▶ Work instructions
Set out the lines of the material as a numbered list, from its beginning through the line containing "column 265, row 115", both included, and leave out any blank lines.

▶ Given records
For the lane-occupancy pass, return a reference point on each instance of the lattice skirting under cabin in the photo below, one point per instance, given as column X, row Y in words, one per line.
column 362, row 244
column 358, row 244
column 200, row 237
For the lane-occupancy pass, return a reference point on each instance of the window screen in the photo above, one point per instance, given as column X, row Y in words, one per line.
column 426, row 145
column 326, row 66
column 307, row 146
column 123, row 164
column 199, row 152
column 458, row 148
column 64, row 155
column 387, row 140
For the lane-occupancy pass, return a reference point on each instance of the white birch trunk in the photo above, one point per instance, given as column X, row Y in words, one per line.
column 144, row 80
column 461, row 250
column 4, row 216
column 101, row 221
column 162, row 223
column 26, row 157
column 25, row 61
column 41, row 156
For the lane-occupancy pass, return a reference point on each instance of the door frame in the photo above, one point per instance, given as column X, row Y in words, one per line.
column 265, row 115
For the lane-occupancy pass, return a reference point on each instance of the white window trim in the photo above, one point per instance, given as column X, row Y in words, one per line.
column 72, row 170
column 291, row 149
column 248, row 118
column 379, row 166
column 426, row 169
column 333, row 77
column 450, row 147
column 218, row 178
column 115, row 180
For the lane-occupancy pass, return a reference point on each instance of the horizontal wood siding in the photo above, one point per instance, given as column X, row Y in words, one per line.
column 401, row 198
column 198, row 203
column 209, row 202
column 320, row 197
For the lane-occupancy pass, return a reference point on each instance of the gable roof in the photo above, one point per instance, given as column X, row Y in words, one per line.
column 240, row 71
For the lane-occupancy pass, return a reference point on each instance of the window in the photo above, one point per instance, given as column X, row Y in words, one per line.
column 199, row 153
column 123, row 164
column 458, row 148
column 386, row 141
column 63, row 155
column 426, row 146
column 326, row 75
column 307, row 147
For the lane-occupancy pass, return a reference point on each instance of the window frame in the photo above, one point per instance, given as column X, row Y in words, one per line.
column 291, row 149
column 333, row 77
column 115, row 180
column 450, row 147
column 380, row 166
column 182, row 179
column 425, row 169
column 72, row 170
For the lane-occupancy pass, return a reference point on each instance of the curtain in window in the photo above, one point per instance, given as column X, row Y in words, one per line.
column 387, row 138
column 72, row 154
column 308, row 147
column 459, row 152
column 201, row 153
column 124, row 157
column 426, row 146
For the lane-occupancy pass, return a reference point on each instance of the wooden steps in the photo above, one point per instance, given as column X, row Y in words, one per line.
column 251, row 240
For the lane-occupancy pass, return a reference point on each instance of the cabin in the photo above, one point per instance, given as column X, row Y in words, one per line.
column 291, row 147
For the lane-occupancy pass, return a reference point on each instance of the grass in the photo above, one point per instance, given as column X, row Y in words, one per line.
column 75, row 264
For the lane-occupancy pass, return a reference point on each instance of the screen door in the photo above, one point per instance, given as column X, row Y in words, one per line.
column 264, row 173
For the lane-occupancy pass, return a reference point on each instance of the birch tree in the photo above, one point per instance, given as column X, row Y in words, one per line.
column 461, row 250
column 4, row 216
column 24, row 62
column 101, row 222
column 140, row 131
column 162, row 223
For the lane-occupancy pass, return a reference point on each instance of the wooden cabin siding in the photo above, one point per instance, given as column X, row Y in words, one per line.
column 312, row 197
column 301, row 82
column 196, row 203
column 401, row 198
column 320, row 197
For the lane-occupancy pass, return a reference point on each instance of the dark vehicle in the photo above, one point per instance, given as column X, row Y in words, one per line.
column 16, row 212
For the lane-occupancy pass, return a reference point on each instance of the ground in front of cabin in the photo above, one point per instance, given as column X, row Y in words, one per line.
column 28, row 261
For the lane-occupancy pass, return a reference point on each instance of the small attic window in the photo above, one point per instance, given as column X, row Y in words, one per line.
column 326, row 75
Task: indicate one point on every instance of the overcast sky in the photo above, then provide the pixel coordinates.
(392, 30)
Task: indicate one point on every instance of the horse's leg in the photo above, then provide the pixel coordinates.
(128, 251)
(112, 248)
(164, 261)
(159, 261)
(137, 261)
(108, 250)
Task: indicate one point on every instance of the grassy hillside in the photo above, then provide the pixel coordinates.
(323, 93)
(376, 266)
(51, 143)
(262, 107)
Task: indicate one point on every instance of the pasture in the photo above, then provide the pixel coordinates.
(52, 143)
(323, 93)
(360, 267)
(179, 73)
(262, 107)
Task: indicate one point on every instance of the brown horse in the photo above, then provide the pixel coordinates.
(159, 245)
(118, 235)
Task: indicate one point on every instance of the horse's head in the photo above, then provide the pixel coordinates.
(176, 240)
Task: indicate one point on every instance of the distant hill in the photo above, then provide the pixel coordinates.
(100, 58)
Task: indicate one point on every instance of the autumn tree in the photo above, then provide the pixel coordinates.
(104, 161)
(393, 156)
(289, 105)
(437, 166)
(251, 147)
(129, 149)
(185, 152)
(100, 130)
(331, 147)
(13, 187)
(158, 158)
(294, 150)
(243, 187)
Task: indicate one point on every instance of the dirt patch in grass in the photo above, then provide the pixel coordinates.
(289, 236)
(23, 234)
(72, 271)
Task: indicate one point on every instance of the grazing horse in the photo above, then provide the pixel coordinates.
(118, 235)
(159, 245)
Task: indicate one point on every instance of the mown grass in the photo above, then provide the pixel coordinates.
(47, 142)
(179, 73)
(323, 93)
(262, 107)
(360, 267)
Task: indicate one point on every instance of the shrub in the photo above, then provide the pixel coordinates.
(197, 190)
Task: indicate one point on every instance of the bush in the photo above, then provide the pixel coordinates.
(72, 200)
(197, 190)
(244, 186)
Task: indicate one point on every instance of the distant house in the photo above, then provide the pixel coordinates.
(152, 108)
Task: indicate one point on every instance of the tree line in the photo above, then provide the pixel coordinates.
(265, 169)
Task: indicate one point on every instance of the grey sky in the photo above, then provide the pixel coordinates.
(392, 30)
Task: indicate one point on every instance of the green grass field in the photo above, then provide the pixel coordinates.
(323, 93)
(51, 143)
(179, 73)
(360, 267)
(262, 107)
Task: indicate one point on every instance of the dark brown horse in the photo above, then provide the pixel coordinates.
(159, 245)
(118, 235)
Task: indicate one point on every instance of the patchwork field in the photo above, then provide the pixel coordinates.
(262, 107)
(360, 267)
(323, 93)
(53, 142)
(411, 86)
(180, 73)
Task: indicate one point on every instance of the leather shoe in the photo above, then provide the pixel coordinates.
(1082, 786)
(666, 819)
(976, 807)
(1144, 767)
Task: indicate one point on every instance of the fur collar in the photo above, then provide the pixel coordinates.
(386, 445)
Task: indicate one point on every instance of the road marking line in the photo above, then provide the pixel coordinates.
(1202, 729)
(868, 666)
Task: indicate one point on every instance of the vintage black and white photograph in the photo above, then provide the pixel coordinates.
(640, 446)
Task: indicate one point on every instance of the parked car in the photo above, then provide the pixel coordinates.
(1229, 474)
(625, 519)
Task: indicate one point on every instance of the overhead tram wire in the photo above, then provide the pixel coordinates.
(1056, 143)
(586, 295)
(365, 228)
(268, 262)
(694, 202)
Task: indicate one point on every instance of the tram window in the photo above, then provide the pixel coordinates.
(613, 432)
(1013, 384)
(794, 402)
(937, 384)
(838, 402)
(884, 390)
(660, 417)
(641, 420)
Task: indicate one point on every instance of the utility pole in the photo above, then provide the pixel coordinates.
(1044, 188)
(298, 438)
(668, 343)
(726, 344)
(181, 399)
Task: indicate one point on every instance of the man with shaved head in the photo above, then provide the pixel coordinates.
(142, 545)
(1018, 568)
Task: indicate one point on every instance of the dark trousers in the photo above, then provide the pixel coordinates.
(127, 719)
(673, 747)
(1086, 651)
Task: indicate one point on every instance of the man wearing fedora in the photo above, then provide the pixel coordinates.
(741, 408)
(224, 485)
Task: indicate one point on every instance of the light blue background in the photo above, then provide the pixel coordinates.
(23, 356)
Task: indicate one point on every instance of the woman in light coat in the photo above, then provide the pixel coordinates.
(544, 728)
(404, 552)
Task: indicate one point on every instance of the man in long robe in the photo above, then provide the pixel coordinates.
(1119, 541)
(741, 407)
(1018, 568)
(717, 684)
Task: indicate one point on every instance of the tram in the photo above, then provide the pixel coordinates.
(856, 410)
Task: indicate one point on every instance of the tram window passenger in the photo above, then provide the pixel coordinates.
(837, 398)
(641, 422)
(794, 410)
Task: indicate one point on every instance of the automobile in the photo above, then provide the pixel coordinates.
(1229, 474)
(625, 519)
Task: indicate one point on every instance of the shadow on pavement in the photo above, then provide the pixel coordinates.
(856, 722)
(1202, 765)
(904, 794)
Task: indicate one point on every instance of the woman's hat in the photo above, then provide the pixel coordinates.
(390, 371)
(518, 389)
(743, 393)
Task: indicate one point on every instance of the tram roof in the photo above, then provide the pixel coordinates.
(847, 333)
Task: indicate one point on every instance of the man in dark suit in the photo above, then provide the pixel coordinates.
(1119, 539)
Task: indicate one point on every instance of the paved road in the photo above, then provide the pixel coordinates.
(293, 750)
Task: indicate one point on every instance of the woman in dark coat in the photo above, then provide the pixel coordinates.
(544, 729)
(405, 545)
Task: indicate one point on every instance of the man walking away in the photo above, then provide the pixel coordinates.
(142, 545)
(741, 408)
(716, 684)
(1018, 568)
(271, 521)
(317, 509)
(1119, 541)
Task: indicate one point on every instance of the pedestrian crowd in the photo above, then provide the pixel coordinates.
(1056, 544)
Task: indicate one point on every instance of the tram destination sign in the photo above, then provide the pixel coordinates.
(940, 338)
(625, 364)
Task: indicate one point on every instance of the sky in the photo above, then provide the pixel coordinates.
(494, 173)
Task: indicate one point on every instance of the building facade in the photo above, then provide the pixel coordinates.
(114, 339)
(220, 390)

▶ Result of the task
1. For the lane-occupancy pass, return a reference point on each instance of the lattice skirting under cabin in the photo below, one point per instance, given as column X, row Y in words, one per line.
2. column 362, row 244
3. column 358, row 244
4. column 200, row 237
5. For the lane-occupancy pass, return a reference point on each instance of the window screen in the photo above, one point per instance, given as column X, row Y in words, one per line.
6. column 426, row 145
7. column 326, row 66
8. column 307, row 146
9. column 123, row 164
10. column 199, row 152
11. column 458, row 148
12. column 64, row 155
13. column 387, row 140
14. For the lane-occupancy pass, return a reference point on each instance of the white birch trunk in the photo above, one point per instance, given as column X, row Y in words, one per line.
15. column 144, row 80
16. column 461, row 250
17. column 4, row 216
18. column 101, row 221
19. column 162, row 223
20. column 26, row 157
21. column 25, row 61
22. column 41, row 156
23. For the lane-occupancy pass, return a reference point on each instance of the door frame in the photo above, one point per instance, given as column X, row Y in words, one per line.
24. column 265, row 115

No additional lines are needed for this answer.